Collected data entries:
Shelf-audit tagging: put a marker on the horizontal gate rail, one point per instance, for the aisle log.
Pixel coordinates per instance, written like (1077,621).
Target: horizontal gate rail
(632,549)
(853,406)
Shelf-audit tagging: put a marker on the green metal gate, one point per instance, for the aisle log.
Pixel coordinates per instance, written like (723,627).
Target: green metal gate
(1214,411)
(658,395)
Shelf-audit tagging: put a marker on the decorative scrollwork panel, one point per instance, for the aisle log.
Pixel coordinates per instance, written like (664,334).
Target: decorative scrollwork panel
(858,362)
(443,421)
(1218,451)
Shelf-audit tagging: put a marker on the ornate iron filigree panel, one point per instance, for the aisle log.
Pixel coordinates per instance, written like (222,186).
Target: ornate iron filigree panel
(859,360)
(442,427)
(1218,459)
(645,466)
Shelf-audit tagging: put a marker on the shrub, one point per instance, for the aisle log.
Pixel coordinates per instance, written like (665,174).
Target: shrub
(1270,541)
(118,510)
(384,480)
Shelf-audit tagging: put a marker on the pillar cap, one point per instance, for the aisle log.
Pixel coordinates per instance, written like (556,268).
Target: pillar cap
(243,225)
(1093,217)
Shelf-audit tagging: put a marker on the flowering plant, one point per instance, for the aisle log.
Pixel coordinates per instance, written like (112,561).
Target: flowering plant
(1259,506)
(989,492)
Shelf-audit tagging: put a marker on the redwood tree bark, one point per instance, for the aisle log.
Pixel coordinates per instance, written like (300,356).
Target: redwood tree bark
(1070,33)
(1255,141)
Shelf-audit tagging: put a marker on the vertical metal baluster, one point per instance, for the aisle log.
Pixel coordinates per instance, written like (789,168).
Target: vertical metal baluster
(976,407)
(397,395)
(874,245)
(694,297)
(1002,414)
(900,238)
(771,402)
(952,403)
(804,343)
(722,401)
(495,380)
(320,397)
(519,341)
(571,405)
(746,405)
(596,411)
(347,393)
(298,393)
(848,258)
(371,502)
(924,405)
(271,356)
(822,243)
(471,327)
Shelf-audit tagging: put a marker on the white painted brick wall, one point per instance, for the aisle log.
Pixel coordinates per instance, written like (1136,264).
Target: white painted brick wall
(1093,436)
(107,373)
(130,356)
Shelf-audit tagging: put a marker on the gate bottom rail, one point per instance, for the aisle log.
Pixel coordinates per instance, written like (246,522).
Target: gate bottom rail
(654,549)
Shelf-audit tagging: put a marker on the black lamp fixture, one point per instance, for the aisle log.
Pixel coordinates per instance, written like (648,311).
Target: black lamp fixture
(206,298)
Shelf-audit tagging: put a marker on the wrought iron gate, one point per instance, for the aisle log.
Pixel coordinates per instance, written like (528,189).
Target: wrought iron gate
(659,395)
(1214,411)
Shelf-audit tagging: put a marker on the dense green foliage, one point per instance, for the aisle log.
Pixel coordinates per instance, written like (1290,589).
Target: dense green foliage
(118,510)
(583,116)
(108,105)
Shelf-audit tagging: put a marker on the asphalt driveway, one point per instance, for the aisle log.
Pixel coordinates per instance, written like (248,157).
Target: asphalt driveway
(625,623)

> WHAT IS ASKED:
Copy out the whole listing exactly; please set it all down.

> EXPECTED ANSWER:
Shelf-audit tagging: put a marker on the horizontal gate rail, one point per instance, for the aisle log.
Pixel coordinates per instance, written like (1077,621).
Target: horizontal gate rail
(632,549)
(853,406)
Shelf-audit tagging: put a marker on the green metal gate, one point per instance, for the aisle log.
Pixel coordinates per instance, written like (723,627).
Target: green metal gate
(1214,411)
(658,395)
Shelf-audit tagging: put a marker on the decorative scrollwork panel, one point per instance, for the aisle log.
Pixel coordinates per instance, written like (664,334).
Target: decorative scrollwork panel
(858,362)
(443,421)
(1218,451)
Shelf-audit tagging: put a marker on the ornate iron filigree panel, one point per instance, for the aisle log.
Pixel coordinates per instance, written like (222,186).
Target: ornate iron filigree panel
(859,360)
(442,427)
(1218,459)
(645,466)
Shelf-audit tagging: put a marker on the shrub, one point per instance, for the aisle log.
Pixel coordinates per instance, written like (665,174).
Target: shrub
(1270,541)
(118,510)
(384,480)
Shelf-audit tagging: put a marker on the pillar cap, one point per instance, for the aisle log.
Pixel coordinates per instance, written like (556,268).
Target: pillar cap
(243,225)
(1093,217)
Shelf-audit tagging: put a marker on the flowering plant, one point per instance, for the aisle log.
Pixel coordinates per instance, written like (112,561).
Target: flowering plant
(1259,506)
(989,492)
Shelf-audit tagging: put a marker on the redwood tree bark, one point per instance, for the aisle log.
Pixel coordinates per instance, written like (300,356).
Target: redwood tree bark
(1070,33)
(1255,141)
Shelf-audit tagging: put a marker on the vertical metal baluster, one point per instance, for the aisle log.
Pixel coordinates per instance, written like (789,168).
Target: vertical metal baluster
(976,407)
(397,395)
(874,245)
(694,297)
(1002,414)
(900,238)
(771,402)
(952,403)
(804,343)
(722,401)
(495,380)
(320,397)
(519,341)
(571,405)
(746,405)
(596,411)
(347,393)
(298,393)
(848,258)
(371,502)
(924,405)
(271,356)
(822,243)
(471,327)
Shelf-audit tagging: put a marker on the white painted brick wall, one point per instance, for the aisle log.
Pixel coordinates per instance, written like (1136,264).
Target: white painted brick wall
(1093,436)
(107,373)
(130,356)
Shelf-audit tagging: put a marker on the gate bottom rail, one point per instance, for the aisle log.
Pixel coordinates per instance, written like (246,522).
Target: gate bottom rail
(654,549)
Shelf-audit tagging: put a marker on the black lamp fixture, one point per instance, for the aisle log.
Pixel coordinates per instance, written like (648,311).
Target: black lamp fixture
(206,298)
Shelf-audit tagging: put a marker on the wrought iron gate, one point per instance, for the aisle log.
Pixel coordinates per instance, written like (528,189).
Target: wrought iron gate
(659,395)
(1214,411)
Shelf-audit tagging: put a marker on the dense green foliage, one point per instance, for the aisle log.
Pixel coordinates per instance, written like (1290,589).
Target: dense green foliage
(118,510)
(583,116)
(108,105)
Shelf-audit tagging: put a marker on the asphalt driveway, one point per instance, for the aisle log.
Pixel coordinates per instance, written like (248,157).
Target: asphalt driveway
(625,623)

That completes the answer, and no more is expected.